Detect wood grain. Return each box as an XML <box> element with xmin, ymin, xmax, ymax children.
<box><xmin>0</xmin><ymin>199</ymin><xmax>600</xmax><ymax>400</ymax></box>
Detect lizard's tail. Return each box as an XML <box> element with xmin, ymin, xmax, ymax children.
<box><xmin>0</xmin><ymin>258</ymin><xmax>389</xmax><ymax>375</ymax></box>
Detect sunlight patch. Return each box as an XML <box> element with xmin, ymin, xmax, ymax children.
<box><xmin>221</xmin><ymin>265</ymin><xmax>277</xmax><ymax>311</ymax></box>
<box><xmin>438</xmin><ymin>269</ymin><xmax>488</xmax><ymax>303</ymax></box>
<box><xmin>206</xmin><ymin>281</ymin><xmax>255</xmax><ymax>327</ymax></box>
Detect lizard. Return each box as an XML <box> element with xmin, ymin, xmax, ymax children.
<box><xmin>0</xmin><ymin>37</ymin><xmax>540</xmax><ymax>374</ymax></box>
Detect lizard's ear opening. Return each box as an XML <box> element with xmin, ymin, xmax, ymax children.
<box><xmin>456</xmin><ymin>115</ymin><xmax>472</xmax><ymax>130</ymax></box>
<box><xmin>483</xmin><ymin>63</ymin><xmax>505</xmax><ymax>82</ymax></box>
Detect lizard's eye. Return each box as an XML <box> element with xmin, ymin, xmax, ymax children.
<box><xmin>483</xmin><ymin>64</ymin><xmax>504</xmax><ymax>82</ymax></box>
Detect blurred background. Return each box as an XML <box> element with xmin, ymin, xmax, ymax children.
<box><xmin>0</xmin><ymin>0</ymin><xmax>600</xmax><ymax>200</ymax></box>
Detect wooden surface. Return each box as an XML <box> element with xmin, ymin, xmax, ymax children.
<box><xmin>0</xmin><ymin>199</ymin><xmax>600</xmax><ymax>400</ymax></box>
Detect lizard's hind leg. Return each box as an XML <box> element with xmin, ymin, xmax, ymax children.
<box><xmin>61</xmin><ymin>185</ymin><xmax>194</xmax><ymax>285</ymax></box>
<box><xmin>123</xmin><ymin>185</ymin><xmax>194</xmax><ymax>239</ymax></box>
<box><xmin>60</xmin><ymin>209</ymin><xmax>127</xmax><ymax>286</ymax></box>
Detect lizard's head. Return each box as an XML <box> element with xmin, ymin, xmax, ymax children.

...

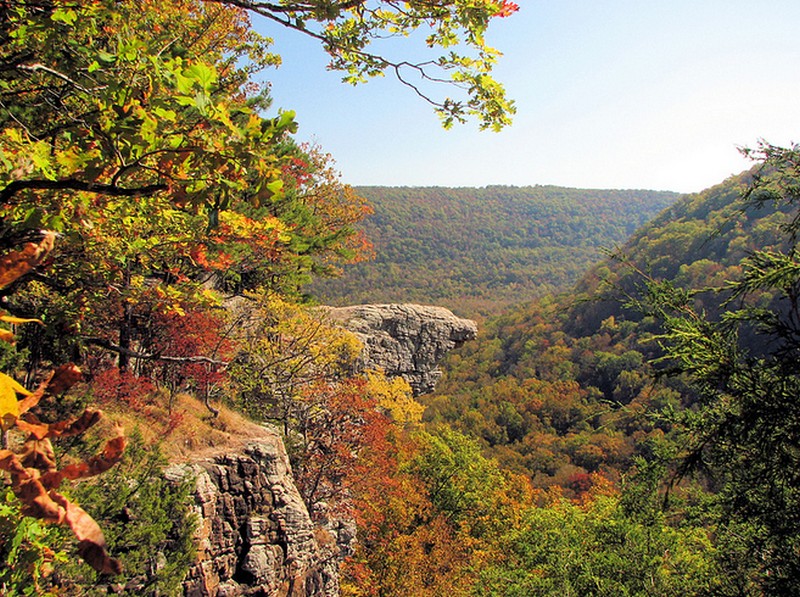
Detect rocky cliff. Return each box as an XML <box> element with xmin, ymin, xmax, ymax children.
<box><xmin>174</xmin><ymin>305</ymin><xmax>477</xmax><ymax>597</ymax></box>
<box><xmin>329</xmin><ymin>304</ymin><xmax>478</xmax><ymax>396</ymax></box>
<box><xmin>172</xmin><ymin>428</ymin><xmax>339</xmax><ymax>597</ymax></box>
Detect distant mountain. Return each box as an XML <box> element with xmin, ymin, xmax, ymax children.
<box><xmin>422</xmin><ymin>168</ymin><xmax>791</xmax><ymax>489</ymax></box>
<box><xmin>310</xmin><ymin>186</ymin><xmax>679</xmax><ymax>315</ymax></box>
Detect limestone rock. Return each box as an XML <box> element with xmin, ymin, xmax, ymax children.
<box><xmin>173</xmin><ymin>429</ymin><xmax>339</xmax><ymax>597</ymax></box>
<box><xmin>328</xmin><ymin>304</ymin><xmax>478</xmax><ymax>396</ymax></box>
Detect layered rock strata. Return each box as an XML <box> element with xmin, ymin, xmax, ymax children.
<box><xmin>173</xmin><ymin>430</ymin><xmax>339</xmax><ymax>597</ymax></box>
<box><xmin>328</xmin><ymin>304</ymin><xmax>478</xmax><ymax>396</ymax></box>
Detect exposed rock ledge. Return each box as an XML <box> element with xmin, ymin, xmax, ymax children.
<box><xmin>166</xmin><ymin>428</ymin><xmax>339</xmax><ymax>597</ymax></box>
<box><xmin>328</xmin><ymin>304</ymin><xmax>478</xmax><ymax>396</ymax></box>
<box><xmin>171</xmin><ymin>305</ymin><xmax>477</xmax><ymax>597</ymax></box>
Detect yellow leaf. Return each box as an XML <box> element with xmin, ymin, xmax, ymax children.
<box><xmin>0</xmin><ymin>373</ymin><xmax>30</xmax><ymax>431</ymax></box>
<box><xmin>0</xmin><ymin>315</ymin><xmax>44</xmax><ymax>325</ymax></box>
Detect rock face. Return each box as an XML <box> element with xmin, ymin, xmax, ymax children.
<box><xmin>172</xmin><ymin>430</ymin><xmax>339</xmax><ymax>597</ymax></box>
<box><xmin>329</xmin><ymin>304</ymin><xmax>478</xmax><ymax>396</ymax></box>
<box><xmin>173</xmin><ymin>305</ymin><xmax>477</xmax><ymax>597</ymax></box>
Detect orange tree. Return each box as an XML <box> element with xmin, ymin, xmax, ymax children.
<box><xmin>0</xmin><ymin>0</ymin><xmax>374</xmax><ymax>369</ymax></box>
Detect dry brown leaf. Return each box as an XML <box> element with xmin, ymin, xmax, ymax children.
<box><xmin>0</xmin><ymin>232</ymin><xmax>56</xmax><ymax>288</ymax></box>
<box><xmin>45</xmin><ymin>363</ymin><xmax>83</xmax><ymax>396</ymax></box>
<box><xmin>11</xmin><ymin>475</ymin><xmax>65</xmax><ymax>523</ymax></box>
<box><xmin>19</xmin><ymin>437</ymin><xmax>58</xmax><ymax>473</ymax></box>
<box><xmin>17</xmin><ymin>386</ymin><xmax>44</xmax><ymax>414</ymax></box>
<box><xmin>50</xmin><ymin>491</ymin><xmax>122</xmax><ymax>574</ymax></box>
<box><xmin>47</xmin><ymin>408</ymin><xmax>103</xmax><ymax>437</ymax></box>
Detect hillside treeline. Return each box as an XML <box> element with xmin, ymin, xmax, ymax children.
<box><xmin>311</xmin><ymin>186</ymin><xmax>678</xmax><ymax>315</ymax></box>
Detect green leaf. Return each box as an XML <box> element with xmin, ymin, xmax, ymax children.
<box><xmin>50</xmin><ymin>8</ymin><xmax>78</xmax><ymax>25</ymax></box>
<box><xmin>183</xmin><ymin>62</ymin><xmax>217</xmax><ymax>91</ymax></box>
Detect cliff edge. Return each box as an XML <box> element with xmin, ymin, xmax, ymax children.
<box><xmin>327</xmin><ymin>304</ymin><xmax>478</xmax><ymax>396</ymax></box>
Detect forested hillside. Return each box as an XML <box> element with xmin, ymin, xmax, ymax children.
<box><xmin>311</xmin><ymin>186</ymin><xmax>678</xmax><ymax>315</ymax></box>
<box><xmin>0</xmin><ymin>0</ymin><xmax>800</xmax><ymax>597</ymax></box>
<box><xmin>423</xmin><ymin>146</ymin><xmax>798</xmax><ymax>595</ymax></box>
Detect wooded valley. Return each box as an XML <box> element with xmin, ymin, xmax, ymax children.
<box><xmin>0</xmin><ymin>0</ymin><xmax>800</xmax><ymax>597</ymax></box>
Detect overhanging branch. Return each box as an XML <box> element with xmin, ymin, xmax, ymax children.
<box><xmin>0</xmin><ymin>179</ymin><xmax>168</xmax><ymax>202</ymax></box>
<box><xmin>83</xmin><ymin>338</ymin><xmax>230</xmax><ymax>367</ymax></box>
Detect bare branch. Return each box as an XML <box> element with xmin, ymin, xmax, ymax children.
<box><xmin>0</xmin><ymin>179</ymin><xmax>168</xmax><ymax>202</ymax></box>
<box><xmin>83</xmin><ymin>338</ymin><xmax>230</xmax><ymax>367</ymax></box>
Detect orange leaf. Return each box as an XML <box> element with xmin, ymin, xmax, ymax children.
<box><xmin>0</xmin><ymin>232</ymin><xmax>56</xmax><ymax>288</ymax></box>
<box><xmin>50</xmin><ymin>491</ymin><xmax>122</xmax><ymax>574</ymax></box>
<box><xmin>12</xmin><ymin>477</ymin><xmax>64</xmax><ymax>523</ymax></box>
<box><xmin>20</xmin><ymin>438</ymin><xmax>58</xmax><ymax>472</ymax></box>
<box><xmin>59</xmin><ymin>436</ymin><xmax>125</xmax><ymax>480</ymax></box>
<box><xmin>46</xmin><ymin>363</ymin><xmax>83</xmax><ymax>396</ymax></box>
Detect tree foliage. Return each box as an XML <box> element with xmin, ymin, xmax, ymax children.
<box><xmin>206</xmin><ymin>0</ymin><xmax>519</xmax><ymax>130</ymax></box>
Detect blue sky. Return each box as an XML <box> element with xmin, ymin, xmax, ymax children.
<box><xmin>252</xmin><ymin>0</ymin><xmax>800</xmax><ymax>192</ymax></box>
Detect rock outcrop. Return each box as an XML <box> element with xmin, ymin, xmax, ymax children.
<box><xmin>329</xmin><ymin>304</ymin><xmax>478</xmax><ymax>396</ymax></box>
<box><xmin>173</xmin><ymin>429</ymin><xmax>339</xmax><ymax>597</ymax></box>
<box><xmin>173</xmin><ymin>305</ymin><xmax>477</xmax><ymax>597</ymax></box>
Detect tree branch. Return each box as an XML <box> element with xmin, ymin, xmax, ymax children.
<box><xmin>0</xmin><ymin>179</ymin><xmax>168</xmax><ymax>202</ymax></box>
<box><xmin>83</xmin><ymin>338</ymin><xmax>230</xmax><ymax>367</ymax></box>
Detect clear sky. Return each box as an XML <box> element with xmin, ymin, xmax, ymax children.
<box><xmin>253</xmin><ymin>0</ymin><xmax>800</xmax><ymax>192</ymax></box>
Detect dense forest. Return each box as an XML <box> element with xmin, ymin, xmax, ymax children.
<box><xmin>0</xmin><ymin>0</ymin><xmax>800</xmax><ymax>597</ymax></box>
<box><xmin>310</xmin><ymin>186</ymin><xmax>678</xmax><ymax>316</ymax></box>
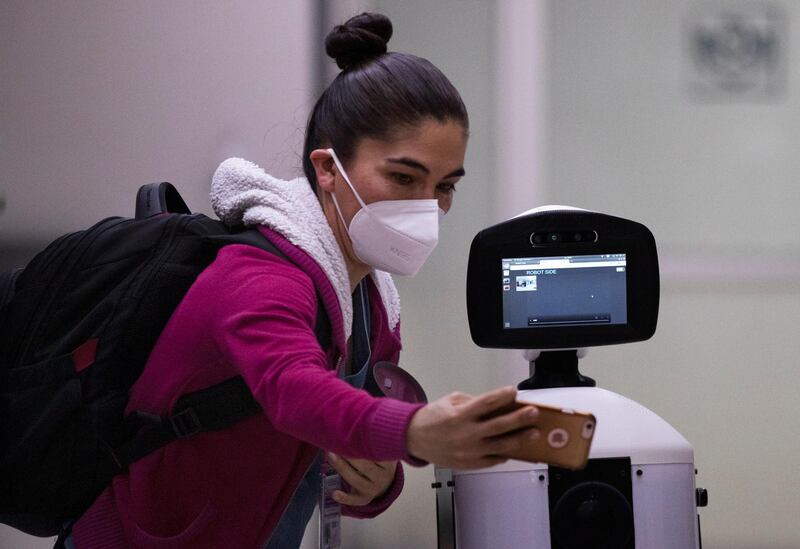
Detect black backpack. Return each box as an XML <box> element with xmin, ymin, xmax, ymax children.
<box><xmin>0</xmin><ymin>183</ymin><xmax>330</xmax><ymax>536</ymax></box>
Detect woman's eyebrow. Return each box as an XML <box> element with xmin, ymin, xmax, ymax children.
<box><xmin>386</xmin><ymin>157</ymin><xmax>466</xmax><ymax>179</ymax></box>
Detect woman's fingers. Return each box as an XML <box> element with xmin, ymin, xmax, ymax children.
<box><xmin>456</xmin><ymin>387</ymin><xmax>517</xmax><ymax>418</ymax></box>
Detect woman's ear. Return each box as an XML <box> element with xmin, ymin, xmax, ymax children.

_Task requirements:_ Return every row above that contains the word "leaf", copying each one in full.

_In response:_
Detect yellow leaf. Return each box as an XML <box> element with xmin, ymin, xmax, ymax children.
Detect dry brown leaf. Return each box as an XML <box> element with xmin, ymin, xmax, ymax children.
Detect green leaf. Return each box as an XML <box> element with xmin, ymin, xmax, ymax children.
Detect orange leaf. Return each box as an XML <box> element with xmin, ymin, xmax, ymax children.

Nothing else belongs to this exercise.